▸ **Source data**
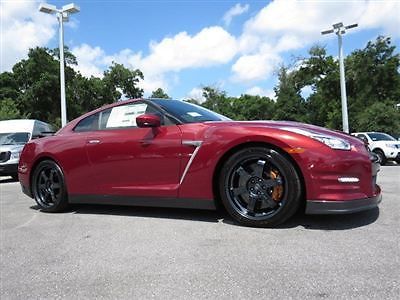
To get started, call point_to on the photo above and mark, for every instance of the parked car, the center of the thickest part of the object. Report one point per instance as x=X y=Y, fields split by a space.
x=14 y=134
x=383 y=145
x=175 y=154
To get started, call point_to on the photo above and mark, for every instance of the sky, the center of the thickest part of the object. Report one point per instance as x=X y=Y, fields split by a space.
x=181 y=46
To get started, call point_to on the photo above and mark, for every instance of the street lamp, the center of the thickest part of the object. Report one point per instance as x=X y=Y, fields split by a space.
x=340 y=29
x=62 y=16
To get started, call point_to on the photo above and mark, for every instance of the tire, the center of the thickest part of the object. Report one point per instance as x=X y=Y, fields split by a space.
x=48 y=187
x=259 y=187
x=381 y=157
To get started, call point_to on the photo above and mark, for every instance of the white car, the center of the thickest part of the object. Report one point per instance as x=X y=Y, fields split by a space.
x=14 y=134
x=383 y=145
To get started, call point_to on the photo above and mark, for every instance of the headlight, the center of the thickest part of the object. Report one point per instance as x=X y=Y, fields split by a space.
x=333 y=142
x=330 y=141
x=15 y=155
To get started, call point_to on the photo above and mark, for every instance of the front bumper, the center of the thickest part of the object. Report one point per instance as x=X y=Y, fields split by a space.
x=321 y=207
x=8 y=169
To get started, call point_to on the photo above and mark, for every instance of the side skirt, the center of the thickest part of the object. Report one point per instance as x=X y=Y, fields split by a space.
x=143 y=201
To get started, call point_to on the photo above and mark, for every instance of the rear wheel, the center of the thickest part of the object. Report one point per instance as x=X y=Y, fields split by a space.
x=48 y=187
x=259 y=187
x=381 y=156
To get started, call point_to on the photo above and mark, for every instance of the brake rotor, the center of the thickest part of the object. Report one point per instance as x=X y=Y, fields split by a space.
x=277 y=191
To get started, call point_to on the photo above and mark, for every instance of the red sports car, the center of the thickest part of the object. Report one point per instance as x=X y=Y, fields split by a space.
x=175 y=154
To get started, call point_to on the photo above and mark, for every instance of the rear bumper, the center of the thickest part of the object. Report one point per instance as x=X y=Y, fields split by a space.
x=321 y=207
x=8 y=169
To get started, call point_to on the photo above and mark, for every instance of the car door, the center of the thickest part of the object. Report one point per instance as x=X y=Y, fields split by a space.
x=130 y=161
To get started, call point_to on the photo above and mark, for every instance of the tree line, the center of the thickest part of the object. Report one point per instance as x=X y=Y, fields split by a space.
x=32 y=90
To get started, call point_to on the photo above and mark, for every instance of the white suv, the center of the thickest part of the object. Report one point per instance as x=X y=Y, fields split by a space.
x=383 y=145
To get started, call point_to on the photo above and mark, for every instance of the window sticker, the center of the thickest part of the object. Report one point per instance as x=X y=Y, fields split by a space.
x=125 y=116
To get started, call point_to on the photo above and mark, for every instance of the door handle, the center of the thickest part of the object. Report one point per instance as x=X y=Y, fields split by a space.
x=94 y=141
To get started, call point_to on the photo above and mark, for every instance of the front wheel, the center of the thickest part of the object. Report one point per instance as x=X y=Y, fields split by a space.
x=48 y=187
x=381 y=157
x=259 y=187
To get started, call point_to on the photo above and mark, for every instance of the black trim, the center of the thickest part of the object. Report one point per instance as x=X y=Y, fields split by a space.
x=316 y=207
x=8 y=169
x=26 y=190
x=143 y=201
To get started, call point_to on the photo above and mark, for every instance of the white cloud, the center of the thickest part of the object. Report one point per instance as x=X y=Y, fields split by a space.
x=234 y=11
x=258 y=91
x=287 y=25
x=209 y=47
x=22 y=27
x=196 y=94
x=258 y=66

---

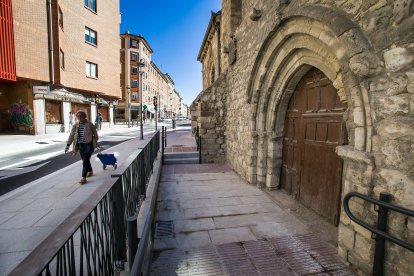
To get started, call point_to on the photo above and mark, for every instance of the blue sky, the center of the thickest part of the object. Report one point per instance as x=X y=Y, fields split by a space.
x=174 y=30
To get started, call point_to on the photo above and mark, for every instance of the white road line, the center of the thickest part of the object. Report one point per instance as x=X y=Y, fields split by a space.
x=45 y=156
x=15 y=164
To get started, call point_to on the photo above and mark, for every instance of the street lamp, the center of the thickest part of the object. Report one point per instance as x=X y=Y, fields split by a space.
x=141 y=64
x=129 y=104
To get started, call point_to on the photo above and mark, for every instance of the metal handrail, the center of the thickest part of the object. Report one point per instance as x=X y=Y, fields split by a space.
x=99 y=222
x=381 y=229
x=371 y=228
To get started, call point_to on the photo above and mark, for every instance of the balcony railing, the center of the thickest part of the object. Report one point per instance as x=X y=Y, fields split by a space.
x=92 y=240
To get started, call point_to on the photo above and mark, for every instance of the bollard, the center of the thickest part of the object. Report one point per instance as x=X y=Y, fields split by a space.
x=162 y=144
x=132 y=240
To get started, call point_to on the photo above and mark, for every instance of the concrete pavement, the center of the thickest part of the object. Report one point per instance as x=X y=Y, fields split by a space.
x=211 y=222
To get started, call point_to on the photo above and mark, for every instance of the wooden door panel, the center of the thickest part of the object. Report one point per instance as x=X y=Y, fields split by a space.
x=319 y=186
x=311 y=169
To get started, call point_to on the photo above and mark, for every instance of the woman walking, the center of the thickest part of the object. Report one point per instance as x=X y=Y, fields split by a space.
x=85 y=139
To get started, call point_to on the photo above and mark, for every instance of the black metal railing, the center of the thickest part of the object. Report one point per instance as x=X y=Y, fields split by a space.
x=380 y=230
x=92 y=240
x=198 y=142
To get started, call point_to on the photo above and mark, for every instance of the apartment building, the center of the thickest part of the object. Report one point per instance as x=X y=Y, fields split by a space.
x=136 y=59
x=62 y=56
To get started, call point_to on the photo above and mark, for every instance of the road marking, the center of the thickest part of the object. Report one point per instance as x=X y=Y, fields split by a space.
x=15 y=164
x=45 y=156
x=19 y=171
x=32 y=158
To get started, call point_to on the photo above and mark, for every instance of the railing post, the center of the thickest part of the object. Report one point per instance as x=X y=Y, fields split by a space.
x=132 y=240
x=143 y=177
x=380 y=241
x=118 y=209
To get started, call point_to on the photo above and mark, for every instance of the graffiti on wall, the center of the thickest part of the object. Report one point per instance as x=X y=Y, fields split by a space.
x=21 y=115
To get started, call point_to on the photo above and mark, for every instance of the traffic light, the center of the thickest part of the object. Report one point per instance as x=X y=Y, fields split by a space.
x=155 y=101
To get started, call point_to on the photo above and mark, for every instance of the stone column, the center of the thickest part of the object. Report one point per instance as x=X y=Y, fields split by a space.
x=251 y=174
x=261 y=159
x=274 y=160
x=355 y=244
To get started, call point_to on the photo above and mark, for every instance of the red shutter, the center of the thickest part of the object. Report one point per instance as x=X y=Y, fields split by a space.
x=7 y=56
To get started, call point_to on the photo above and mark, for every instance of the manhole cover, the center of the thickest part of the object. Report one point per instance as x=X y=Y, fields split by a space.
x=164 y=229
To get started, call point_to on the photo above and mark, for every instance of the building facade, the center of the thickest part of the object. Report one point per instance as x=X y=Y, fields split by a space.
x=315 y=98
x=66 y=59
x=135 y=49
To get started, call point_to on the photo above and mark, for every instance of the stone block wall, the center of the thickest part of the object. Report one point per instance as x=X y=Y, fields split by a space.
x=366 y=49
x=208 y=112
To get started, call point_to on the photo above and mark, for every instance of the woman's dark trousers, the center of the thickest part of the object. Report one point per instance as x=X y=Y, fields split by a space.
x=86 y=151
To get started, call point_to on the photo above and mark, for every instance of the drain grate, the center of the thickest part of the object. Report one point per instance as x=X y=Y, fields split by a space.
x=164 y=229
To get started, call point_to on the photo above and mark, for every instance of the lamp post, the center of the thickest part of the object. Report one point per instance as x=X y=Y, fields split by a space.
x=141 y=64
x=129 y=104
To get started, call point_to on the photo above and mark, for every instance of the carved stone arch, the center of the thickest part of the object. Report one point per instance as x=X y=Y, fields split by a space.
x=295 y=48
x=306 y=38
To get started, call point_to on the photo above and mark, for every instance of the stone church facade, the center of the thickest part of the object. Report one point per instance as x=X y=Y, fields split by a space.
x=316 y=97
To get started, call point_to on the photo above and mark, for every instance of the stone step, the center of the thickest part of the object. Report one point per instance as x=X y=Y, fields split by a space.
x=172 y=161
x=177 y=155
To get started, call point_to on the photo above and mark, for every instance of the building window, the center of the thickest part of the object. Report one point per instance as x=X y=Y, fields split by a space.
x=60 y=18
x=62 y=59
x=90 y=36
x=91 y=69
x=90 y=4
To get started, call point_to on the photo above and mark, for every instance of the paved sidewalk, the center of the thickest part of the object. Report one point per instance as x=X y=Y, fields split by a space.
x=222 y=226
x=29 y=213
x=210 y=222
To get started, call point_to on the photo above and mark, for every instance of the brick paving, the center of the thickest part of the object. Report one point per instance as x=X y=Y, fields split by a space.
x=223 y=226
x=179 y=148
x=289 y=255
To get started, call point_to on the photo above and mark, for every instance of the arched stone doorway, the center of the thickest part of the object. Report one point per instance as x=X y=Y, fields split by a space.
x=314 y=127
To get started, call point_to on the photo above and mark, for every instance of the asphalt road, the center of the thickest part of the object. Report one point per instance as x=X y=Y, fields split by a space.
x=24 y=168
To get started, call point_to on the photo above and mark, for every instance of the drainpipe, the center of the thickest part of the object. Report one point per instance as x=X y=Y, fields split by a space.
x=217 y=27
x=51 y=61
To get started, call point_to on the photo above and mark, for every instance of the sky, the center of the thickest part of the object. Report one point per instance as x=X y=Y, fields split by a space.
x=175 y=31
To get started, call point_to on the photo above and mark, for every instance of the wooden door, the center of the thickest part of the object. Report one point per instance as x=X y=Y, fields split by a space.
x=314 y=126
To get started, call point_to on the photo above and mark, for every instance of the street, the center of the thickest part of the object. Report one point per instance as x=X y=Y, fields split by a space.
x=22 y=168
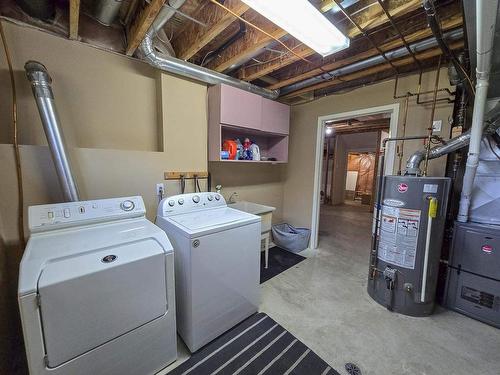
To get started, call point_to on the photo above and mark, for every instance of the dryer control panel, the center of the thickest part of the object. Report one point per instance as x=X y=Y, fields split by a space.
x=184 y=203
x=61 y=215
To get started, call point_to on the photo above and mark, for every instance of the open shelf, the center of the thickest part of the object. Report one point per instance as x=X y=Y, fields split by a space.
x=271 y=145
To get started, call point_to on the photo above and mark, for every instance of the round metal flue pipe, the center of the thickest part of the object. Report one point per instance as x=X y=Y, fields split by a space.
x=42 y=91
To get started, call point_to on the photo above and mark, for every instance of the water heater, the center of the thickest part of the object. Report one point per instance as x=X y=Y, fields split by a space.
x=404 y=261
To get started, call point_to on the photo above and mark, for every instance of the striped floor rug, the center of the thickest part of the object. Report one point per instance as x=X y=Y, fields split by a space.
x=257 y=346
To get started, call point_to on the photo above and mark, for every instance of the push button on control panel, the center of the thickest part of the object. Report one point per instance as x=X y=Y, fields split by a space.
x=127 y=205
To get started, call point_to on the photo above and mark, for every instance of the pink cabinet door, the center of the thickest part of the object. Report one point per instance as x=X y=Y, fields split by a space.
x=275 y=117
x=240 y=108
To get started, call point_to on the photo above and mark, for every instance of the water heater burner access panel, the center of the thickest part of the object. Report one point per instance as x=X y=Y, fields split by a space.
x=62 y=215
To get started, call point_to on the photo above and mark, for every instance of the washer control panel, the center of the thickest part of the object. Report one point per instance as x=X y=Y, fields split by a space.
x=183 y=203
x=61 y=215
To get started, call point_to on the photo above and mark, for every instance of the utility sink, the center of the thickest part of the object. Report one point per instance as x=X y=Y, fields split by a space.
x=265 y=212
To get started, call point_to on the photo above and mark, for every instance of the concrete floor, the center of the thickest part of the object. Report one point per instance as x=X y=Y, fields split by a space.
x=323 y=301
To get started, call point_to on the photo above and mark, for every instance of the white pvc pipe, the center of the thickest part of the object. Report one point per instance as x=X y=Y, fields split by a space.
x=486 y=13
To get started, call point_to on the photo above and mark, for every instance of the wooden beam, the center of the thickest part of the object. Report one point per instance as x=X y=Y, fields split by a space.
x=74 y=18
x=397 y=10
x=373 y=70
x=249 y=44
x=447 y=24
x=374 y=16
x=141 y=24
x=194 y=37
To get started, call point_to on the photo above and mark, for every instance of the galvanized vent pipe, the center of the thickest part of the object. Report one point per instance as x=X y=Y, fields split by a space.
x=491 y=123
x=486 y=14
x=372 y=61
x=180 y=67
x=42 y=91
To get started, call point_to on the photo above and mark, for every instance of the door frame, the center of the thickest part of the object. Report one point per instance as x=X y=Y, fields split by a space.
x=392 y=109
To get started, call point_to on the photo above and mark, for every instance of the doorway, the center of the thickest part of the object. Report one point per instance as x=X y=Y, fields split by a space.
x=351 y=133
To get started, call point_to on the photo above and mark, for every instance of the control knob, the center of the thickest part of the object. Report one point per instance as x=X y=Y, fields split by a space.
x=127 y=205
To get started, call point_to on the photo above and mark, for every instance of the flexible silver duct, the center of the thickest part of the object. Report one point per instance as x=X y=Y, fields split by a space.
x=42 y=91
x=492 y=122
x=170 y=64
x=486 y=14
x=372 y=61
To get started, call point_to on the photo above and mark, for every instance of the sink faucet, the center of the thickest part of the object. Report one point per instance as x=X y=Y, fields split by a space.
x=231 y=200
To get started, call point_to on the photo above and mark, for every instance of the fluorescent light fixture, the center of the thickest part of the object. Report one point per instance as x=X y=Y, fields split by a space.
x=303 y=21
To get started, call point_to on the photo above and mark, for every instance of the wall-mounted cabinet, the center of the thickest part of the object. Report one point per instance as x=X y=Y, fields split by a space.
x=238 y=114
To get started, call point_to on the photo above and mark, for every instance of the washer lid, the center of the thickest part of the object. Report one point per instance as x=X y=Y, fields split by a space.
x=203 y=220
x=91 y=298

--

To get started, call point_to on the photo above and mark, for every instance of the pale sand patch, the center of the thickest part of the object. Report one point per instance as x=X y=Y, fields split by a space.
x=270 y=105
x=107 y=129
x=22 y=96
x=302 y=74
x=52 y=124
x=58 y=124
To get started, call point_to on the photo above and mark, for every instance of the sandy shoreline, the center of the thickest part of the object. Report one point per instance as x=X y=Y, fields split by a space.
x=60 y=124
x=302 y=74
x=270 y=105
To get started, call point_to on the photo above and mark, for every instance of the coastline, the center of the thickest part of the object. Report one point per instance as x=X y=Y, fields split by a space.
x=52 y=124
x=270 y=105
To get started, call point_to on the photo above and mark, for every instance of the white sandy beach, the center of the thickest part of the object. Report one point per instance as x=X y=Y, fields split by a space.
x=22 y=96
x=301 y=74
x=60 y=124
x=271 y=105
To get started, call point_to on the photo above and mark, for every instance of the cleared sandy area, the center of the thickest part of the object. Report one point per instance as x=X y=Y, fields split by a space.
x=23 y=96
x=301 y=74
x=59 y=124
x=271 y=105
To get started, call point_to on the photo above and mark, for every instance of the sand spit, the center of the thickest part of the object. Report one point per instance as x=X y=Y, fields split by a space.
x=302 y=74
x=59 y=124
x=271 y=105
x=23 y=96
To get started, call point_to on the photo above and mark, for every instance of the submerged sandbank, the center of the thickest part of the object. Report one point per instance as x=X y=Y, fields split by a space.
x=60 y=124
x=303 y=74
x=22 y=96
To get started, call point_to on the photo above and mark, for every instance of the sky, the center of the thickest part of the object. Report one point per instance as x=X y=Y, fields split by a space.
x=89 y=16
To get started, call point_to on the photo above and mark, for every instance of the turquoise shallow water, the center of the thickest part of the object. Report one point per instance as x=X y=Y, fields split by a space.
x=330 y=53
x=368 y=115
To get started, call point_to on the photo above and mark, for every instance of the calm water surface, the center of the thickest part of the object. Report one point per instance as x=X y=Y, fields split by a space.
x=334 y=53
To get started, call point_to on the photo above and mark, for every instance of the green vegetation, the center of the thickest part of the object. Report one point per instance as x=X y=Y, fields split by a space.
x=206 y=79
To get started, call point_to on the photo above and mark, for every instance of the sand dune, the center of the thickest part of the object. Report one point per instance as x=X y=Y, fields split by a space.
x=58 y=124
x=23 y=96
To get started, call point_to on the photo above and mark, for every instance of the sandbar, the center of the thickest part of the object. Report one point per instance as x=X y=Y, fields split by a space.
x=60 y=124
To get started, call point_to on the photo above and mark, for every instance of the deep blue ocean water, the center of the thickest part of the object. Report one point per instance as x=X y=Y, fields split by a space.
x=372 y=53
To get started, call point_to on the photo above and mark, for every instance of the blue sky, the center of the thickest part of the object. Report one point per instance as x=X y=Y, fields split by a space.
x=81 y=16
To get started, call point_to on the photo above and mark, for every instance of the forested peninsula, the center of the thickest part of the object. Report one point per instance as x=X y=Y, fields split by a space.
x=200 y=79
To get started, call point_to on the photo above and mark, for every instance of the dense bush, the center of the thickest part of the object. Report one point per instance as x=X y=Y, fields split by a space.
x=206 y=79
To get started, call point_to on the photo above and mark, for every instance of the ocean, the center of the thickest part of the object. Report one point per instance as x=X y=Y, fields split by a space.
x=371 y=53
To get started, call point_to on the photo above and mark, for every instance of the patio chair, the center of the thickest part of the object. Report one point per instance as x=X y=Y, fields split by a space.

▸ **What you need to do**
Using the data above, extract exactly the lines from the one that holds "of the dense" to the one that holds "of the patio", both ends included, and no others.

▸ **Written solution**
To get started, call point_to on the photo above and mark, for every instance of the dense bush, the center of the thickest part of the object. Report one point per instance as x=X y=Y, fields split by a space.
x=206 y=79
To get started, call point_to on the photo above and mark, for every instance of the ocean, the center of the thickest part of the object. Report one point per instance as x=X y=Y, fields split by a space.
x=371 y=53
To get started, call point_to on the photo above and mark, for every instance of the patio chair, the center of the thickest part of the object. Report one point per instance as x=X y=Y, fields split by a space.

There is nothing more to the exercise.